:: To do ::
Rewrite the rows starting at the first one and ending at the line containing "[0,35,143,49]", swapping "Spot-check" for "Inspect" and leaving everything else the same.

[START Material provided]

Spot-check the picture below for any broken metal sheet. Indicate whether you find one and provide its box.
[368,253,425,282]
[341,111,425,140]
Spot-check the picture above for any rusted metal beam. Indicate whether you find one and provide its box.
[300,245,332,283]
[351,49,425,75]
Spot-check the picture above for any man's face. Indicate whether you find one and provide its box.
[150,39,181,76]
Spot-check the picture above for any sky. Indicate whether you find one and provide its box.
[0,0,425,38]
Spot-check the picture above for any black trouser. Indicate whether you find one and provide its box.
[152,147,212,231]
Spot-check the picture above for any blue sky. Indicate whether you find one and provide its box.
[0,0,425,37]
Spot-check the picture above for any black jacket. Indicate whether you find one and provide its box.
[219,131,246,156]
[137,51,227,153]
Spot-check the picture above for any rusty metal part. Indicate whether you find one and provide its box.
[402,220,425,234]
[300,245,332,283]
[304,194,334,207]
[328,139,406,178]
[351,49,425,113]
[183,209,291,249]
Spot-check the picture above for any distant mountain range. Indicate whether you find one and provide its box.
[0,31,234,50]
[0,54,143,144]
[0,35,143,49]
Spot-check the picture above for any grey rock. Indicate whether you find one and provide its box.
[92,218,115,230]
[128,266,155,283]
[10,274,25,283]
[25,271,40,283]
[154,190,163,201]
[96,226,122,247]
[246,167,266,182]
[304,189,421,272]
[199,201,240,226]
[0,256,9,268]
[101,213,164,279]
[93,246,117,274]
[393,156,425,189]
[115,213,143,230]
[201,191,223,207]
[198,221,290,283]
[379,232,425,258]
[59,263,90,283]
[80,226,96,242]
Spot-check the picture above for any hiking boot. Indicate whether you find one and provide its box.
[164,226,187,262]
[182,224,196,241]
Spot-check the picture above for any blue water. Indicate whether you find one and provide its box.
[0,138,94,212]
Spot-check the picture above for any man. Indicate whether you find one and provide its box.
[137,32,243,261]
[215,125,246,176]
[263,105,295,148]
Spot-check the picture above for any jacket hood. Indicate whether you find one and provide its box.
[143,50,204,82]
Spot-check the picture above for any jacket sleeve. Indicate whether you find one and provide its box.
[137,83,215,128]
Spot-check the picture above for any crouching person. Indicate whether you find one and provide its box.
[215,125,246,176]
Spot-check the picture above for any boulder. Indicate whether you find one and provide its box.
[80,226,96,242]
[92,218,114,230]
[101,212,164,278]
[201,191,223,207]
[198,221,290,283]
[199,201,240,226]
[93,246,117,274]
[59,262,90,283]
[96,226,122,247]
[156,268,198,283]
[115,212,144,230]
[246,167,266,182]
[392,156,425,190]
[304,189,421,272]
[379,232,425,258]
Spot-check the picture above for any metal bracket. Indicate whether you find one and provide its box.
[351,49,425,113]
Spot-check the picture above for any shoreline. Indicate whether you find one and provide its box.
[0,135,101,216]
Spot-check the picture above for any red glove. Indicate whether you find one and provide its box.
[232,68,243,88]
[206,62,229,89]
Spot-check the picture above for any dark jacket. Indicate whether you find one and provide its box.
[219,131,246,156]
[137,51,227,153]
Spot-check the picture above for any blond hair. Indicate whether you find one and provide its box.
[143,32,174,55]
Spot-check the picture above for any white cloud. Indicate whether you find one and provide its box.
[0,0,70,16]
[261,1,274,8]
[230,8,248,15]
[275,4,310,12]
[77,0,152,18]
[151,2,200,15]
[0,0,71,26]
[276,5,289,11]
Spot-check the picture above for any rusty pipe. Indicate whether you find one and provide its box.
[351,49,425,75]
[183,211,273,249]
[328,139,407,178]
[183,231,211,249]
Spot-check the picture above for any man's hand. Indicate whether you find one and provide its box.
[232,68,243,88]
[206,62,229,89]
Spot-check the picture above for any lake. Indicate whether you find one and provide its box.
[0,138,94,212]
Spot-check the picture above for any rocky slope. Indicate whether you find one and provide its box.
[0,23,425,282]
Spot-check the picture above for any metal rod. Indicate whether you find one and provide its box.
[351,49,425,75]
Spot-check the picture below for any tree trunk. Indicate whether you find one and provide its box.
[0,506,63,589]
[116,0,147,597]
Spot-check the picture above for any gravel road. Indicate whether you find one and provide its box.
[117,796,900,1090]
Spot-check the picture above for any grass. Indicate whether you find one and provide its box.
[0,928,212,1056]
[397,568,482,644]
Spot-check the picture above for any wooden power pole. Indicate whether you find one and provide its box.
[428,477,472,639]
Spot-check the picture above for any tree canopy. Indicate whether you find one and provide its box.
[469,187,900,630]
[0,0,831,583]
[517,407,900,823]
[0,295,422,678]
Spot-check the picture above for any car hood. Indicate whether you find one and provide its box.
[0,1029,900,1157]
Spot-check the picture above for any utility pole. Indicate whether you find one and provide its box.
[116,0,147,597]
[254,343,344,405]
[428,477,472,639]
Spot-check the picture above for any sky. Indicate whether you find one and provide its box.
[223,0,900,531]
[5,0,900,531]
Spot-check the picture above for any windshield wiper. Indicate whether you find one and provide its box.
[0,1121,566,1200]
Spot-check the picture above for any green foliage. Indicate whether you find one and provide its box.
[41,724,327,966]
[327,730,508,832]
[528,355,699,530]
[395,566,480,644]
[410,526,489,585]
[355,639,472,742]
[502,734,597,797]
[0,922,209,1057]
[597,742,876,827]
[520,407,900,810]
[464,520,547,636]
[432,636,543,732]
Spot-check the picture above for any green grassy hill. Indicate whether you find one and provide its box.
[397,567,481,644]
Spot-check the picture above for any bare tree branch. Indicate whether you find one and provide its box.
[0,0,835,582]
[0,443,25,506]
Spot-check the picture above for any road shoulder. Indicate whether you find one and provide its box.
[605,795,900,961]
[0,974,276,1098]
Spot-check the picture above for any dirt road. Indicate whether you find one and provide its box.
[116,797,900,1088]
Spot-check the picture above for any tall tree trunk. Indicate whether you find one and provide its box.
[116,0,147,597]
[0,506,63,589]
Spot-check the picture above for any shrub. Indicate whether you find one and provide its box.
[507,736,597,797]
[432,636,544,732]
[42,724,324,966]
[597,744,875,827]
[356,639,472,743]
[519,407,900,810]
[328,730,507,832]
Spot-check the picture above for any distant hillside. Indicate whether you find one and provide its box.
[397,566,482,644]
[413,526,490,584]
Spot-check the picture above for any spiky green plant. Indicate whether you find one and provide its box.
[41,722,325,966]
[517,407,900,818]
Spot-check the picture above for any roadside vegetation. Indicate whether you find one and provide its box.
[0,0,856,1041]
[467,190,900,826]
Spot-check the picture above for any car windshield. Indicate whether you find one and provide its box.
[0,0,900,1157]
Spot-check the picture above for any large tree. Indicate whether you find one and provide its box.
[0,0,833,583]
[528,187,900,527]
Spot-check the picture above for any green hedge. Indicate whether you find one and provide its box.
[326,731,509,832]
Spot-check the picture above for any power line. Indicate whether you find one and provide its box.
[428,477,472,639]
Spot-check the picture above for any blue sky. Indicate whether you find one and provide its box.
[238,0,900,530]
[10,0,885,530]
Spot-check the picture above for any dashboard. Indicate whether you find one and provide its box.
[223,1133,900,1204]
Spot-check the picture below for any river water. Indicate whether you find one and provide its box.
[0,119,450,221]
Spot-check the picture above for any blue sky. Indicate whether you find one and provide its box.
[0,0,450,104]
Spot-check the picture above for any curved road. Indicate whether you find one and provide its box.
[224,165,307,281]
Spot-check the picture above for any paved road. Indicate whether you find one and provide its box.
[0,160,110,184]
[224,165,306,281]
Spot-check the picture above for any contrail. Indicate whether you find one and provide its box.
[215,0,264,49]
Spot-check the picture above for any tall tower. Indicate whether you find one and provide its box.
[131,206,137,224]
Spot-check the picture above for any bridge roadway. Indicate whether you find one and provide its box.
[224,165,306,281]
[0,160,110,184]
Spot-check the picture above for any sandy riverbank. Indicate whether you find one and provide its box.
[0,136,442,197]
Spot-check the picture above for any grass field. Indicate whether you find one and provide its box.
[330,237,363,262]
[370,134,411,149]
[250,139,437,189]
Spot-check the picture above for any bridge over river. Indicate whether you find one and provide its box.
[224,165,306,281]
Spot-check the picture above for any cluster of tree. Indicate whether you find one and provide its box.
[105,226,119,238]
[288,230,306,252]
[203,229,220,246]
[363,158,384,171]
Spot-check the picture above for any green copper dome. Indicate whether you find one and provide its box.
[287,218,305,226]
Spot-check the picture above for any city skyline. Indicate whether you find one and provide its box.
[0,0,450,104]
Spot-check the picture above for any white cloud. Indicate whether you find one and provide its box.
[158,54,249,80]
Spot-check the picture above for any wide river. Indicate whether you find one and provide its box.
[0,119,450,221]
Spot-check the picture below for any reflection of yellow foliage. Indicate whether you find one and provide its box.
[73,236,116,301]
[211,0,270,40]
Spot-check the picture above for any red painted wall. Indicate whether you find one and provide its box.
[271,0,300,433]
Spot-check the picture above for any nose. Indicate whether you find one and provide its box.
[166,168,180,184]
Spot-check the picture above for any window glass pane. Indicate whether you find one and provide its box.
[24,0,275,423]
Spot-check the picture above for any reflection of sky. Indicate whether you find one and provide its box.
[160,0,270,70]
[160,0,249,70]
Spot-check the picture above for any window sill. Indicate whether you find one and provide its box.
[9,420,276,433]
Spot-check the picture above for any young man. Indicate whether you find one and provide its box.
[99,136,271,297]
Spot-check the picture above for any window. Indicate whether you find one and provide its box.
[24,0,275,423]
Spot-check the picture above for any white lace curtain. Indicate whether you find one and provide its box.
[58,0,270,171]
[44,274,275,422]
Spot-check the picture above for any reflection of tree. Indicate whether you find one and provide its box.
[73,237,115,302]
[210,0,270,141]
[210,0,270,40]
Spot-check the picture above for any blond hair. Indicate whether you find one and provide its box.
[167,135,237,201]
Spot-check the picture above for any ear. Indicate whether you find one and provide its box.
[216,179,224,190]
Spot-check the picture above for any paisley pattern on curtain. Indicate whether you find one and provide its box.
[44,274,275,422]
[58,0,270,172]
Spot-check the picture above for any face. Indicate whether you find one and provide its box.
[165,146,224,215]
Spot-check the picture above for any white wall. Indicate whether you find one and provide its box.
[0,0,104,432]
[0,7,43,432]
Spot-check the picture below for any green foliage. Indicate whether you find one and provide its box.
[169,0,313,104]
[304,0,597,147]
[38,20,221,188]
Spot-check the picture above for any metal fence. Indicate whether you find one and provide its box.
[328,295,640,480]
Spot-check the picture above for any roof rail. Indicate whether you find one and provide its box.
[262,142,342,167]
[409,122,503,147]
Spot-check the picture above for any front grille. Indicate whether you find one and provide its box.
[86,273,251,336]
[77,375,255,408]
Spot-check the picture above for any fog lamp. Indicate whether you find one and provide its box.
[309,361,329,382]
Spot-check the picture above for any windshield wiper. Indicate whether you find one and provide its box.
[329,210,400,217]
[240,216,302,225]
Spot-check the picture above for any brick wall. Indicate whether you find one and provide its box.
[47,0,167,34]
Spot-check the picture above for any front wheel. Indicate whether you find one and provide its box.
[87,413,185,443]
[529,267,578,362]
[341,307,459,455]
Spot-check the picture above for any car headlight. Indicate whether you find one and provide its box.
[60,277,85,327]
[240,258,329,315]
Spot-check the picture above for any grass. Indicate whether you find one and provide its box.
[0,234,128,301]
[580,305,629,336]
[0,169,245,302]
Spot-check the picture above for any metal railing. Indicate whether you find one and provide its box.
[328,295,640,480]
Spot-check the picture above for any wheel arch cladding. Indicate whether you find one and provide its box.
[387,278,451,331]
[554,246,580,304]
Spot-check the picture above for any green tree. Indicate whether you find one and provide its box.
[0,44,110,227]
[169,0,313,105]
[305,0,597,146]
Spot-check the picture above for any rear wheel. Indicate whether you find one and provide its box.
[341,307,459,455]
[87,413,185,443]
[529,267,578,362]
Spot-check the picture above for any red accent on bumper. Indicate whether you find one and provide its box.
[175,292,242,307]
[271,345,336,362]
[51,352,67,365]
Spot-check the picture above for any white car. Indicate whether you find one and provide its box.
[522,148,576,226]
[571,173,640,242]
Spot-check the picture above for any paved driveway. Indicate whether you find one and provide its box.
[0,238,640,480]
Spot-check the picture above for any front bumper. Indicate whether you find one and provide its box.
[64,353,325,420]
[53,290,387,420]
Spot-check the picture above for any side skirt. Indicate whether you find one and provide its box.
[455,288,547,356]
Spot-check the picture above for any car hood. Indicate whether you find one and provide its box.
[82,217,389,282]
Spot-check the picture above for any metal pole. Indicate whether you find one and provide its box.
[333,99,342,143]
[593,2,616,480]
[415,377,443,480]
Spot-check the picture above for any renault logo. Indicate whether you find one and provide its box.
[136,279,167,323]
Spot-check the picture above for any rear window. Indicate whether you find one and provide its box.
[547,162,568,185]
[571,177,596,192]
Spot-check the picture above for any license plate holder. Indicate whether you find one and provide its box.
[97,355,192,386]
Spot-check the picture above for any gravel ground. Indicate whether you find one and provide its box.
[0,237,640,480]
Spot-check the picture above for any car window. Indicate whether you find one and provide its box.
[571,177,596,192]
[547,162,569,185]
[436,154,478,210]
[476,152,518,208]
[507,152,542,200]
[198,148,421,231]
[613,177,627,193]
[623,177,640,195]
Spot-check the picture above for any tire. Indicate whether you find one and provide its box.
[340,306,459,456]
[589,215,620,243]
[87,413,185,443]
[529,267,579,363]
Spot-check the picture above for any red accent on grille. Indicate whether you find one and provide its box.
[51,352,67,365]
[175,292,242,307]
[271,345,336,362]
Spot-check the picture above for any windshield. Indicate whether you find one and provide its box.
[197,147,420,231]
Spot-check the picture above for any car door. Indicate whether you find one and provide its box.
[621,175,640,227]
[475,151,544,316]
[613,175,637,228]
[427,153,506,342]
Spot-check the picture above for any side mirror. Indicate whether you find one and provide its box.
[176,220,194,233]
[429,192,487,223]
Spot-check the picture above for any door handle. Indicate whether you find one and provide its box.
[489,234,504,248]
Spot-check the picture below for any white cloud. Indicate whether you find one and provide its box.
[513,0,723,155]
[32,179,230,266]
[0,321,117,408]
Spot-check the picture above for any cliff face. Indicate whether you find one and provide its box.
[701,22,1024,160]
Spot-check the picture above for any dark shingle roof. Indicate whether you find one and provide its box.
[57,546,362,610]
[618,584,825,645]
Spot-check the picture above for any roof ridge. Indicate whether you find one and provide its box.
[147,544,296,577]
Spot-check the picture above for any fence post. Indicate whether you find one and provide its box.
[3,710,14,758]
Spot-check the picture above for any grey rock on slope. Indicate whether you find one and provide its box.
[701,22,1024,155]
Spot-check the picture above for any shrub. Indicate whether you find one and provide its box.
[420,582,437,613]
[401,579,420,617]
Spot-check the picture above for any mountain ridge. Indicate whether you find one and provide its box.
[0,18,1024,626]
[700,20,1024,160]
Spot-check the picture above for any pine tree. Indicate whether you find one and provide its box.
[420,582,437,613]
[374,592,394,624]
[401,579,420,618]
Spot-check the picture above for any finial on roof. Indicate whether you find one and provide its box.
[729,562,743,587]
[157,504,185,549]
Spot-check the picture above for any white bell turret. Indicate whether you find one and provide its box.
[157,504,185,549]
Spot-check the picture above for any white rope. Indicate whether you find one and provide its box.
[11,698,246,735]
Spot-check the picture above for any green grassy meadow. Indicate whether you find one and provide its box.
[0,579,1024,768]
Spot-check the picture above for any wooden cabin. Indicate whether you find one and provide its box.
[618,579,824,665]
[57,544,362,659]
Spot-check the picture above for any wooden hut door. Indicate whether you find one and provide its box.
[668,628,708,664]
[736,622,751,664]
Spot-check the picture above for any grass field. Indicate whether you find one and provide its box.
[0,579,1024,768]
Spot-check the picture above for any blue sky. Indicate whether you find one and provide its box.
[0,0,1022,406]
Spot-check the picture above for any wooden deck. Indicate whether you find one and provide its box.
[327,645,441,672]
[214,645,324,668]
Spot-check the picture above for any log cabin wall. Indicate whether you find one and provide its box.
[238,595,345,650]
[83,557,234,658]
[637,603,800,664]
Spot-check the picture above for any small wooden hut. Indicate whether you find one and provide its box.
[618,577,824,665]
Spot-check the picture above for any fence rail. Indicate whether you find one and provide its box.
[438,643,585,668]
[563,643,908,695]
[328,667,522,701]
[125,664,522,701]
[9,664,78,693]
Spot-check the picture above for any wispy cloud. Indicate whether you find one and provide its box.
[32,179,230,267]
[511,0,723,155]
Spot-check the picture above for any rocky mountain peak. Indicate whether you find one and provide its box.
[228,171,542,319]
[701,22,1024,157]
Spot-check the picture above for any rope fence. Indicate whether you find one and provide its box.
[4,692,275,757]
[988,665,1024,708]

[END Material provided]

:: Right answer ::
Inspect the picture below for any broken metal sheet. Indicate whether you find one and provide its box.
[368,253,425,282]
[341,111,425,140]
Inspect the picture above for any rusted metal beam. Indicate whether you find one and provide its box.
[300,245,332,283]
[351,49,425,75]
Inspect the picture above for any man's face. Indicate whether you find one and provide its box.
[150,39,181,76]
Inspect the picture above for any sky. Indicate whether you find one and provide its box.
[0,0,425,38]
Inspect the picture above for any black trouser. Indicate whether you find one and provide its box.
[152,147,212,231]
Inspect the picture above for any blue sky. Indicate whether you find one and provide its box.
[0,0,425,37]
Inspect the picture above for any black jacket. Indicate whether you find one and provide its box.
[219,131,246,156]
[137,51,227,153]
Inspect the picture above for any rusty metal part. Indicate whether you find one and provide its box.
[402,220,425,234]
[300,245,332,283]
[304,194,334,207]
[328,139,406,178]
[351,49,425,113]
[183,209,291,249]
Inspect the picture above for any distant mountain range. Indicate whether you find one and provide its box.
[0,31,234,50]
[0,54,143,144]
[0,35,143,49]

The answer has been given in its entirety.